Excerpted data:

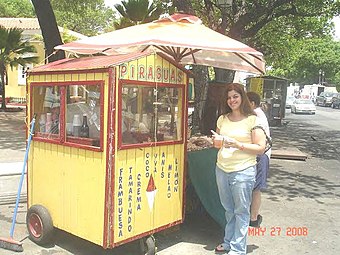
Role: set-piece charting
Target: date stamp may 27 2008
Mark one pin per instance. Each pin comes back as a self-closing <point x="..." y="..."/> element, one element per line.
<point x="278" y="231"/>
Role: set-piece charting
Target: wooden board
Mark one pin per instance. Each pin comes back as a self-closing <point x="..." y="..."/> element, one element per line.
<point x="289" y="153"/>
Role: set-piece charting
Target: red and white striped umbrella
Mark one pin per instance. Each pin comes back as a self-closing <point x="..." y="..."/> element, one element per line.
<point x="180" y="36"/>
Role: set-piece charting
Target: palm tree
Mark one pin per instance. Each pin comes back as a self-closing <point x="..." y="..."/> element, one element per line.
<point x="136" y="12"/>
<point x="13" y="51"/>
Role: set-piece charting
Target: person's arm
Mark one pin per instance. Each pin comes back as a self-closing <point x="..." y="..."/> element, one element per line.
<point x="217" y="142"/>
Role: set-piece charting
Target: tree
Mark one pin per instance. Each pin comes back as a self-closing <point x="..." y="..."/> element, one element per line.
<point x="16" y="9"/>
<point x="13" y="51"/>
<point x="244" y="20"/>
<point x="88" y="17"/>
<point x="138" y="11"/>
<point x="49" y="29"/>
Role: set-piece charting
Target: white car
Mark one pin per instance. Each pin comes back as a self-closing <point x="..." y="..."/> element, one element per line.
<point x="303" y="106"/>
<point x="289" y="101"/>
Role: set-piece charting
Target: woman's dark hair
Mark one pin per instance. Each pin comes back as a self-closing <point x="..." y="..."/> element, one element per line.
<point x="245" y="106"/>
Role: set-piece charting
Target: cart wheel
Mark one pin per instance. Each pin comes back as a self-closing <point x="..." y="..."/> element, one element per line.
<point x="148" y="245"/>
<point x="39" y="225"/>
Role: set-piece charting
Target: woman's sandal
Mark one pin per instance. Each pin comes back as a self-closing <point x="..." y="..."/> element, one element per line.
<point x="220" y="249"/>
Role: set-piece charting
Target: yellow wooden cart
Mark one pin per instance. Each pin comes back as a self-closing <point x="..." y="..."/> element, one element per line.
<point x="107" y="159"/>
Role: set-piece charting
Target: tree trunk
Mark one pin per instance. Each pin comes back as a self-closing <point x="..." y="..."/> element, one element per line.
<point x="49" y="29"/>
<point x="3" y="93"/>
<point x="201" y="78"/>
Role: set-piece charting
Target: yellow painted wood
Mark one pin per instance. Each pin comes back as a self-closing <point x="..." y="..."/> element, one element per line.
<point x="68" y="181"/>
<point x="134" y="167"/>
<point x="71" y="181"/>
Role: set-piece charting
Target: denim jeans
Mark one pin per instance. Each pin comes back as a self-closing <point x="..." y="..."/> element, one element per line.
<point x="235" y="190"/>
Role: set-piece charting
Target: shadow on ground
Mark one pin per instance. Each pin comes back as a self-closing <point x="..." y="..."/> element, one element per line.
<point x="310" y="139"/>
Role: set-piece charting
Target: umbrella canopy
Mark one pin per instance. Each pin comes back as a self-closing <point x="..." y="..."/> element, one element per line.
<point x="182" y="37"/>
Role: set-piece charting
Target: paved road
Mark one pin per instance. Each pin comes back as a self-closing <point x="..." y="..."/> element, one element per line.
<point x="300" y="207"/>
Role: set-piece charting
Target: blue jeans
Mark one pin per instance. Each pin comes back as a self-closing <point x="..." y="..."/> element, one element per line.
<point x="235" y="190"/>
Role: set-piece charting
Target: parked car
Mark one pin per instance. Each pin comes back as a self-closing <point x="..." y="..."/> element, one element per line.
<point x="289" y="101"/>
<point x="325" y="98"/>
<point x="303" y="106"/>
<point x="336" y="101"/>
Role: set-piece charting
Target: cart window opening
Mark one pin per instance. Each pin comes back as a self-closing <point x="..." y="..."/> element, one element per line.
<point x="151" y="114"/>
<point x="83" y="114"/>
<point x="68" y="114"/>
<point x="46" y="105"/>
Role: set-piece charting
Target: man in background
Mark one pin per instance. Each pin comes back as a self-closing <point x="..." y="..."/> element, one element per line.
<point x="262" y="164"/>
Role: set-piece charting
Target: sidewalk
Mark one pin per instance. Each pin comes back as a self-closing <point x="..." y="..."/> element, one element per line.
<point x="300" y="207"/>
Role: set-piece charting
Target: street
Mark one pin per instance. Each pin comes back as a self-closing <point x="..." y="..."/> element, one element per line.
<point x="299" y="208"/>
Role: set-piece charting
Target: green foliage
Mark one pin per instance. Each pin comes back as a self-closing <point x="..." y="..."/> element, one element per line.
<point x="13" y="51"/>
<point x="135" y="12"/>
<point x="16" y="9"/>
<point x="88" y="17"/>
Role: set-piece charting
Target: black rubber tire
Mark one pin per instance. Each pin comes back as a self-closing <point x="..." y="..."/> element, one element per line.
<point x="148" y="246"/>
<point x="39" y="225"/>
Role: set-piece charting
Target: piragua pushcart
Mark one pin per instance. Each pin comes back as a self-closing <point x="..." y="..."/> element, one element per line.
<point x="107" y="159"/>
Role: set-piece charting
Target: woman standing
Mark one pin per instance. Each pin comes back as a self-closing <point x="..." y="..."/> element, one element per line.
<point x="236" y="166"/>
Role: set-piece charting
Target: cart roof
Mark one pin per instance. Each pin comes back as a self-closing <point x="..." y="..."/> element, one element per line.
<point x="86" y="63"/>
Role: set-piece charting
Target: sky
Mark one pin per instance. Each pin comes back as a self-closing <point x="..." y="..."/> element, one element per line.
<point x="111" y="3"/>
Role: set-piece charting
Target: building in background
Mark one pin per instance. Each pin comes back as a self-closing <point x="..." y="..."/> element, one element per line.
<point x="16" y="87"/>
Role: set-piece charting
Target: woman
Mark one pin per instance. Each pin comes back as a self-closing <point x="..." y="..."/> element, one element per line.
<point x="235" y="167"/>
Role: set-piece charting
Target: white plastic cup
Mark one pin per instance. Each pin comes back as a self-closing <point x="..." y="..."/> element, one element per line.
<point x="76" y="125"/>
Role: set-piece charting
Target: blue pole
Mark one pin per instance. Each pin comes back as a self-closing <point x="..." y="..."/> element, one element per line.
<point x="22" y="176"/>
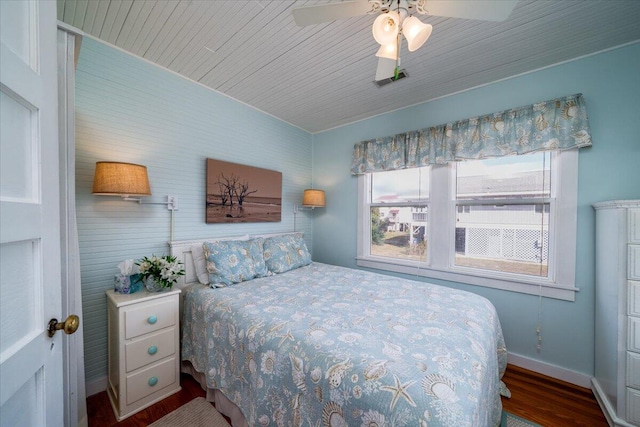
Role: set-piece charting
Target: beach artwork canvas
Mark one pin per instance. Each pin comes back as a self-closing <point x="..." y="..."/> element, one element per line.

What this task involves: Print every record above exactly as written, leaving out the pictures.

Finished answer:
Role: set-piece charting
Target: date stamp may 27 2008
Mark one pin per instance. Each pin comes back as a self-closing <point x="..." y="..."/> element, one element per line.
<point x="278" y="231"/>
Role: set-piece charting
Target: wooden board
Mark one pin per instance. Each pin comes back as a self-closing <point x="..." y="..."/> element, one element per line.
<point x="289" y="153"/>
Role: set-piece charting
Target: red and white striped umbrella
Mark one pin per instance. Each pin comes back as a self-closing <point x="..." y="..."/> element, one element per line.
<point x="180" y="36"/>
Role: set-piece charting
Target: palm tree
Mark one pin per instance. Each pin comes back as a self-closing <point x="..." y="..."/> element, one element per line.
<point x="136" y="12"/>
<point x="13" y="51"/>
Role: set-piece charting
Target: person's arm
Mark one pin per instance. Each pin comes back as a self-closing <point x="..." y="..."/> element, one element per line.
<point x="217" y="142"/>
Role: set-piece charting
Target: tree
Mark one pin per instance. Each pin comes back as a self-closing <point x="..." y="..."/> element, one element per line.
<point x="16" y="9"/>
<point x="13" y="51"/>
<point x="244" y="20"/>
<point x="88" y="17"/>
<point x="138" y="11"/>
<point x="49" y="29"/>
Role: set-piece charting
Target: white car
Mark one pin per instance. Each pin comes back as a self-closing <point x="..." y="..."/> element, one element per line.
<point x="303" y="106"/>
<point x="289" y="101"/>
Role: set-piece charting
Target: woman's dark hair
Mark one pin per instance. Each pin comes back as a self-closing <point x="..." y="..."/> element, one element per line.
<point x="245" y="106"/>
Role: set-piece charting
Target: cart wheel
Mark one pin per instance. Each pin comes back as a self-closing <point x="..." y="..."/> element, one element per line.
<point x="148" y="245"/>
<point x="39" y="225"/>
Role: set-piece charting
Target: woman's sandal
Mark one pin per instance. Each pin comes back as a self-closing <point x="..." y="..."/> element, one element per line.
<point x="220" y="249"/>
Role: set-piece charting
Target: yellow wooden cart
Mark one pin per instance. Each pin comes back as a self-closing <point x="..." y="..."/> element, one element per line.
<point x="107" y="159"/>
Role: set-piece charting
Target: tree trunk
Mark one pin per instance. Each pin comes back as a self-closing <point x="..." y="..."/> element, one element per line.
<point x="49" y="29"/>
<point x="3" y="93"/>
<point x="201" y="78"/>
Role: set-piece charting
Target: yellow painted wood
Mark one pin per instance. Each pin comes back as a self-closing <point x="..." y="..."/> element, one element per line.
<point x="68" y="181"/>
<point x="134" y="167"/>
<point x="71" y="181"/>
Role: set-piece charting
Target: denim jeans
Mark one pin per instance. Each pin comes back as a self-closing <point x="..." y="..."/> element, one element per line.
<point x="235" y="190"/>
Role: set-piece charting
Target: shadow on ground
Mark one pin per instance. Each pin comes back as a self-closing <point x="..." y="..."/> element, one element per line.
<point x="310" y="139"/>
Role: set-piece charting
Target: umbrella canopy
Mark one pin per instance. Each pin comes back as a self-closing <point x="..." y="..."/> element, one element per line.
<point x="182" y="37"/>
Role: set-piece charting
Target: paved road
Mark one pin per instance. Each pin comes back as a self-closing <point x="..." y="..."/> element, one element per line.
<point x="300" y="207"/>
Role: set-piece charting
Target: blue jeans
Mark one pin per instance. Each pin comes back as a self-closing <point x="..." y="..."/> element, one element per line.
<point x="235" y="190"/>
Role: set-piece charting
Target: parked car
Mark one pin per instance. Each pin comes back as a self-closing <point x="..." y="..."/> element, one element per line.
<point x="289" y="101"/>
<point x="325" y="98"/>
<point x="303" y="106"/>
<point x="336" y="101"/>
Role: set-piece charting
Target: cart window opening
Mark one pin per instance. Each pin comes back as a self-closing <point x="..." y="..."/> element, one element per line.
<point x="151" y="114"/>
<point x="83" y="114"/>
<point x="68" y="114"/>
<point x="46" y="105"/>
Role: set-piece charting
Target: man in background
Mark one pin per instance. Each pin comes back as a self-closing <point x="..." y="..."/> element, one element per line.
<point x="262" y="164"/>
Role: set-piece charting
Target: sidewalk
Mark one pin per instance. Each pin comes back as a self-closing <point x="..." y="..."/> element, one element per line.
<point x="300" y="207"/>
Role: set-piece charting
Target: street
Mark one pin per instance. Each pin comes back as a self-closing <point x="..." y="..."/> element, one element per line.
<point x="299" y="208"/>
Role: set-piece charting
Target: green foliage
Mark one pin per instance. Each pin comes back as a self-closing <point x="..." y="..."/> element, one element per line.
<point x="13" y="51"/>
<point x="135" y="12"/>
<point x="16" y="9"/>
<point x="88" y="17"/>
Role: set-piece charting
Target: black rubber tire
Mark one pin per instance. Each pin comes back as a self-closing <point x="..." y="..."/> element, one element per line.
<point x="148" y="246"/>
<point x="39" y="225"/>
Role: set-piece charting
Target: piragua pushcart
Mark one pin per instance. Each pin comes back as a self-closing <point x="..." y="..."/> element, one element per line.
<point x="107" y="159"/>
Role: set-piece charting
Target: woman standing
Mark one pin per instance. Each pin comes back as a self-closing <point x="..." y="..."/> element, one element per line.
<point x="236" y="166"/>
Role: set-piece charting
Target: cart roof
Mark one pin per instance. Each pin comes back as a self-closing <point x="..." y="..."/> element, one element per line.
<point x="86" y="63"/>
Role: set-piece charting
Target: sky
Mark one pin per instance. Each pin comes back as a self-closing <point x="..." y="..."/> element, one element per line.
<point x="111" y="3"/>
Role: set-piece charting
Target: building in background
Mark one pin per instance. Each pin comes back as a self-closing <point x="..." y="..."/> element, one element per line.
<point x="16" y="87"/>
Role: set-piece charting
Target: woman
Mark one pin per instance. Each pin comes back as a self-closing <point x="..." y="..."/> element, one element per line.
<point x="235" y="167"/>
Role: set-piece charting
Target: white plastic cup
Mark one pin per instance. Each pin comes back as a self-closing <point x="..." y="..."/> element, one element per line.
<point x="76" y="125"/>
Role: set-piece charting
Target: blue pole
Mark one pin per instance. Each pin comes back as a self-closing <point x="..." y="..."/> element, one element per line.
<point x="22" y="176"/>
Role: set-piece charting
Target: beach artwork canvas
Mark one pin per instance. Each pin comes back as a self-closing <point x="..." y="..."/> element, one element per line.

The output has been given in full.